Written exercise:
Reproduce only this part of the listing: the line with "Put a marker on each instance of the woman sitting", plus every line after it through the last.
Start of Listed records
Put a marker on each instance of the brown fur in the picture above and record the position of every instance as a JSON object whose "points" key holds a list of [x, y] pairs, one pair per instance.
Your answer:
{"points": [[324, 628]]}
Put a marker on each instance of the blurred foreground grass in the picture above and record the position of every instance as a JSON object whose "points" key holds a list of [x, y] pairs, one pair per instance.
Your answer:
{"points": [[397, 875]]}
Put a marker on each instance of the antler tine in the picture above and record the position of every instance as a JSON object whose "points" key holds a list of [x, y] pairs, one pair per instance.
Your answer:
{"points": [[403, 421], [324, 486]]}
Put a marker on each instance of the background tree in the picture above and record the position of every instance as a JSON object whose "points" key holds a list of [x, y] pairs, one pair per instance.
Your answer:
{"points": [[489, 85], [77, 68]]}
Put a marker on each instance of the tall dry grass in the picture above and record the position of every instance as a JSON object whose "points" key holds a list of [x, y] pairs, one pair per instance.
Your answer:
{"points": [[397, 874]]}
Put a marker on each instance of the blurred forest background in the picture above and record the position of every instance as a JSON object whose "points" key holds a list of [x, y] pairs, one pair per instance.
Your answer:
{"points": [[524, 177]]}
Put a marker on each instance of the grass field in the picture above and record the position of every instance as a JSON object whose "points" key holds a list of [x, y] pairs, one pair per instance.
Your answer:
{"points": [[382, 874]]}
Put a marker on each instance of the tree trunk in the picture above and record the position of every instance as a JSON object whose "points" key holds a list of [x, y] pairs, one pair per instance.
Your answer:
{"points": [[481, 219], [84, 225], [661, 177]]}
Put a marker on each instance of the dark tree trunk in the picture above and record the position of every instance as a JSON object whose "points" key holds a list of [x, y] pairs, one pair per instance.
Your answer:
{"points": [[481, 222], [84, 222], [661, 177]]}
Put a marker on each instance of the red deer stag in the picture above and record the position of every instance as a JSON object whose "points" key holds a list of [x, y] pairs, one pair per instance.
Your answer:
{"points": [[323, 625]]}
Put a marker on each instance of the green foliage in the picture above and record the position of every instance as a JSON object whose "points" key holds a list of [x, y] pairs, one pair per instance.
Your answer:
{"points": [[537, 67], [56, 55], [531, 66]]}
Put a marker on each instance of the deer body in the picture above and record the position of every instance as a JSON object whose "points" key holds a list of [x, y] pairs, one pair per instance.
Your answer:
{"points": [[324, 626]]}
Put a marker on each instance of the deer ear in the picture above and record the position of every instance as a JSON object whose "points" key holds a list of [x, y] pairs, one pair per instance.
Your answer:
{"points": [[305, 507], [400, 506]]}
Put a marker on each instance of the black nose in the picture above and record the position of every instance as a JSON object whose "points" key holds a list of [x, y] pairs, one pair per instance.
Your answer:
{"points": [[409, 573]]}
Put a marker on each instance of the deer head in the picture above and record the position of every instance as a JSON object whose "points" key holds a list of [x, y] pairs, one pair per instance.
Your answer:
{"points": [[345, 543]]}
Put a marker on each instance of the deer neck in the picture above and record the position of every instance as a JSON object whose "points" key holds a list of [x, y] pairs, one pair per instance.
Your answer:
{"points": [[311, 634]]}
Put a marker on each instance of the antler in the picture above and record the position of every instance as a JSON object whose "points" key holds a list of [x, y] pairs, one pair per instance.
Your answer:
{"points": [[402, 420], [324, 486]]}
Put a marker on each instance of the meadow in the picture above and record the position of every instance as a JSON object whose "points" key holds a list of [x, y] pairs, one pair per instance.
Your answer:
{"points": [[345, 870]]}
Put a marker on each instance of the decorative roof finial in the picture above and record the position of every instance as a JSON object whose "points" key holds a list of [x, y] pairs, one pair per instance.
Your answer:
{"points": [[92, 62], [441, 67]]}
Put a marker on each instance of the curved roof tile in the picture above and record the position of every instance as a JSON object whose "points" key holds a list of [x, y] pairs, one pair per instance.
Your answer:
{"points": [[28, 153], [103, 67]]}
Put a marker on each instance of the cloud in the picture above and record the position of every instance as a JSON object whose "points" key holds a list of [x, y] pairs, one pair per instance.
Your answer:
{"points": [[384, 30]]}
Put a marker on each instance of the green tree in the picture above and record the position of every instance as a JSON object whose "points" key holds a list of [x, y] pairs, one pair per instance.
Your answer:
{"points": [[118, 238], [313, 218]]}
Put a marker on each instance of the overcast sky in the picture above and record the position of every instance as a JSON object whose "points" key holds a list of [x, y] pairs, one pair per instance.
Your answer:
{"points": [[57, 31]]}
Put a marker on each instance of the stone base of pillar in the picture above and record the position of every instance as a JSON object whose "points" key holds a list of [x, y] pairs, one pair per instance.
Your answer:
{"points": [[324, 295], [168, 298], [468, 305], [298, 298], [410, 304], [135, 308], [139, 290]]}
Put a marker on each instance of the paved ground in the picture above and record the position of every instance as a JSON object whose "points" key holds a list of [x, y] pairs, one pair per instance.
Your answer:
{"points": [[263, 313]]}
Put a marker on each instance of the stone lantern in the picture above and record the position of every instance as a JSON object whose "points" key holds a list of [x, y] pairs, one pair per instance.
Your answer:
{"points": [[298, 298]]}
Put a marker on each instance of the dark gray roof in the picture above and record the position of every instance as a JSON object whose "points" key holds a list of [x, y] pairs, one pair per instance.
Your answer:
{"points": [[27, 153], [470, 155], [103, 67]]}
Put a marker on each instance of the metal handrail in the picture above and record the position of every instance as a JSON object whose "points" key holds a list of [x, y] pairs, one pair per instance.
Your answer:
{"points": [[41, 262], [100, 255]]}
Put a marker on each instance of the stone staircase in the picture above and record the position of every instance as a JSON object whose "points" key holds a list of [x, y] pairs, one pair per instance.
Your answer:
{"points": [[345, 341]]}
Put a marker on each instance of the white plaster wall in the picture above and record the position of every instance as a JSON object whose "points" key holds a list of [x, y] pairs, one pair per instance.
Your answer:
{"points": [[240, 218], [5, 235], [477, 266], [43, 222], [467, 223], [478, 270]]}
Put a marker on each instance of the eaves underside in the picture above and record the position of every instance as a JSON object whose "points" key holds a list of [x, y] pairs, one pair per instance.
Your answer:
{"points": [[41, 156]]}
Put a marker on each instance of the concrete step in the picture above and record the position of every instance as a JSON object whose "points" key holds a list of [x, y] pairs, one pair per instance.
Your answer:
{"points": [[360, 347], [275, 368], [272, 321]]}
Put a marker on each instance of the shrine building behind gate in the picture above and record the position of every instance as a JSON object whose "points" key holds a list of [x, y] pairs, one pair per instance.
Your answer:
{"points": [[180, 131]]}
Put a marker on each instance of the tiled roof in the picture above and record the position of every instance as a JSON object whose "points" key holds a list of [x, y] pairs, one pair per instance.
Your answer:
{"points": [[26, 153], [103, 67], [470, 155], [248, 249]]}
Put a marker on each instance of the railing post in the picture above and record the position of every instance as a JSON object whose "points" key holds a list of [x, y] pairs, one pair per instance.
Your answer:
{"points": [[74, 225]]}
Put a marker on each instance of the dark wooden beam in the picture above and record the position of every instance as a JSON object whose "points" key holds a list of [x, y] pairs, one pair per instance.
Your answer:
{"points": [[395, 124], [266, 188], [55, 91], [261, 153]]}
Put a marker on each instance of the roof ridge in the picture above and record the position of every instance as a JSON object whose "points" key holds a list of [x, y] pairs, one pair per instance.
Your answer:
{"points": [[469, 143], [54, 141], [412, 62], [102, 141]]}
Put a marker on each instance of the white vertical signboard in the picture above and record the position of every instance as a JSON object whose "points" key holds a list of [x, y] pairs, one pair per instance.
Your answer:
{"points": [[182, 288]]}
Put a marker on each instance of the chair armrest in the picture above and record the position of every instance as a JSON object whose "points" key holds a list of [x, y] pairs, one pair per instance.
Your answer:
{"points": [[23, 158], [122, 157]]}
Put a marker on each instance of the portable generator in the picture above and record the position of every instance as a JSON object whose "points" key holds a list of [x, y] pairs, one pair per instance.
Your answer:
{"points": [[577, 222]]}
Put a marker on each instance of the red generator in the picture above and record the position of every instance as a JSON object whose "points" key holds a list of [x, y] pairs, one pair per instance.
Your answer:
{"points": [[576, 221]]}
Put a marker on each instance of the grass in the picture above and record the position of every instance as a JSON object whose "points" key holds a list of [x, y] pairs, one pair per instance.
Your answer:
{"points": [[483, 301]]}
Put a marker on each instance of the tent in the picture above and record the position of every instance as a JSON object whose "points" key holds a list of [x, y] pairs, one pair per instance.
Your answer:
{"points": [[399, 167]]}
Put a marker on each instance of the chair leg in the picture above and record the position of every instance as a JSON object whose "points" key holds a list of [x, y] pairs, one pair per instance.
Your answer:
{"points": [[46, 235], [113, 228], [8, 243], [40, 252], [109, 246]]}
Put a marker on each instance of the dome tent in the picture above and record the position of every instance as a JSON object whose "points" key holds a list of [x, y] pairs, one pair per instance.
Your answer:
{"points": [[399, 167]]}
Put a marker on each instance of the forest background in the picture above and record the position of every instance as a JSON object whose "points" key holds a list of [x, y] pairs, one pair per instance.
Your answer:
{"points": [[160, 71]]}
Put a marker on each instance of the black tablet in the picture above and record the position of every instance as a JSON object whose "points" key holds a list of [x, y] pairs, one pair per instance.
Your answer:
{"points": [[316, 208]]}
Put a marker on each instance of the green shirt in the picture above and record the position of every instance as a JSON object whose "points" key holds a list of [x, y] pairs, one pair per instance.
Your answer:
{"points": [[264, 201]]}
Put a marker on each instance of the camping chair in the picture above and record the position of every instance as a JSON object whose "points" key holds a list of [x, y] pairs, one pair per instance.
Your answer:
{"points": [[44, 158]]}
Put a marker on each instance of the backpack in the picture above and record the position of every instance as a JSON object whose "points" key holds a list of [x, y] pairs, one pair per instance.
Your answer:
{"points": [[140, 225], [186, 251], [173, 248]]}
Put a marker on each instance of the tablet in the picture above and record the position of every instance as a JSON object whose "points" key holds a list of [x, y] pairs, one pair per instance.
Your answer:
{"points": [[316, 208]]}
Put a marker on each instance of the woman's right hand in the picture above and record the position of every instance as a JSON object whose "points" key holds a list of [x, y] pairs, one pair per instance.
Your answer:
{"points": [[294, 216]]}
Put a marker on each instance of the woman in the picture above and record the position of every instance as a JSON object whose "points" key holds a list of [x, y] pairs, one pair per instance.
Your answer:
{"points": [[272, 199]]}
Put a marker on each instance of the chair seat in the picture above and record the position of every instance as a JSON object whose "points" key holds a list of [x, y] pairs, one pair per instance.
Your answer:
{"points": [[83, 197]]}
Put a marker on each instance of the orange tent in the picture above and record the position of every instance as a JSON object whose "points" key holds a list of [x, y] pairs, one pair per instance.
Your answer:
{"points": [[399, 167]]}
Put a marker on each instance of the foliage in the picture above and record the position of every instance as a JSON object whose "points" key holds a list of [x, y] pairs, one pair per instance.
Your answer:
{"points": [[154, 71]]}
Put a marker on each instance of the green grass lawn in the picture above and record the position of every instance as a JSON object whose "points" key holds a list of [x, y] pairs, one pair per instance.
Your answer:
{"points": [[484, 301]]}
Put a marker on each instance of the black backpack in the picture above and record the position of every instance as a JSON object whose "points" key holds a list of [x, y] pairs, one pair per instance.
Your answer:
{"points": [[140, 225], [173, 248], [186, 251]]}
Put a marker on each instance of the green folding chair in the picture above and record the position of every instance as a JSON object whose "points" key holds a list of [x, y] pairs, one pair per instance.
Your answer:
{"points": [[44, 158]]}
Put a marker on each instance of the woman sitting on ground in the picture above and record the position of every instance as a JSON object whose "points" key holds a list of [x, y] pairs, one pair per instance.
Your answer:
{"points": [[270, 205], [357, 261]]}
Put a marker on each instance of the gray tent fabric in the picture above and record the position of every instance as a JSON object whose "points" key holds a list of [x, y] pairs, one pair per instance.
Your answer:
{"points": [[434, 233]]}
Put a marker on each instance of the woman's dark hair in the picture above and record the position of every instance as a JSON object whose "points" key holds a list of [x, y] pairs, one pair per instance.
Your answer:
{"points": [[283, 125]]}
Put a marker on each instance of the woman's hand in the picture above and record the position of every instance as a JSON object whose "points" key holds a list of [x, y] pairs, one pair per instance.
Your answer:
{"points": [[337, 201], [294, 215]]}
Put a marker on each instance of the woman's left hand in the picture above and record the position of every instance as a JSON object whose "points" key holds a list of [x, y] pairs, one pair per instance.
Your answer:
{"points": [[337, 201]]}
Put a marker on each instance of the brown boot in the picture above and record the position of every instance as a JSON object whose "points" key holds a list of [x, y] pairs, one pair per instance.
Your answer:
End of Listed records
Task solution:
Put a marker on each instance of the woman sitting on ground in the picture above and record the position of every instance as a JSON object whose "points" key holds a list of [x, y] pairs, one pair per instance.
Your answer:
{"points": [[270, 205], [357, 261]]}
Put a marker on each instance of the gray tent fabric in the picture above and record the position of every instance as a JSON object whose "points" key holds a list of [x, y] pairs, one pair per instance.
Your answer:
{"points": [[434, 233]]}
Put a marker on each instance of the woman's dark hair in the picture above and record the position of every instance as a JSON object whose "points" key holds a list of [x, y] pairs, one pair per instance.
Your answer:
{"points": [[283, 125]]}
Put a marker on each instance of the woman's hand in the picture above and record the position of every instance as a JSON object whose "points" key holds a list of [x, y] pairs, one pair per instance.
Your answer:
{"points": [[337, 201], [294, 215]]}
Put a marker on each instance of the woman's left hand in the picture above and record the position of every instance as a JSON object whose "points" key holds a list of [x, y] pairs, one pair per instance.
Your answer:
{"points": [[337, 201]]}
Put a marker on each instance of the brown boot in the picture above and record the position of every instance as a JSON object whose "points" key holds a list of [x, y] pairs, one pair per instance.
Your answer:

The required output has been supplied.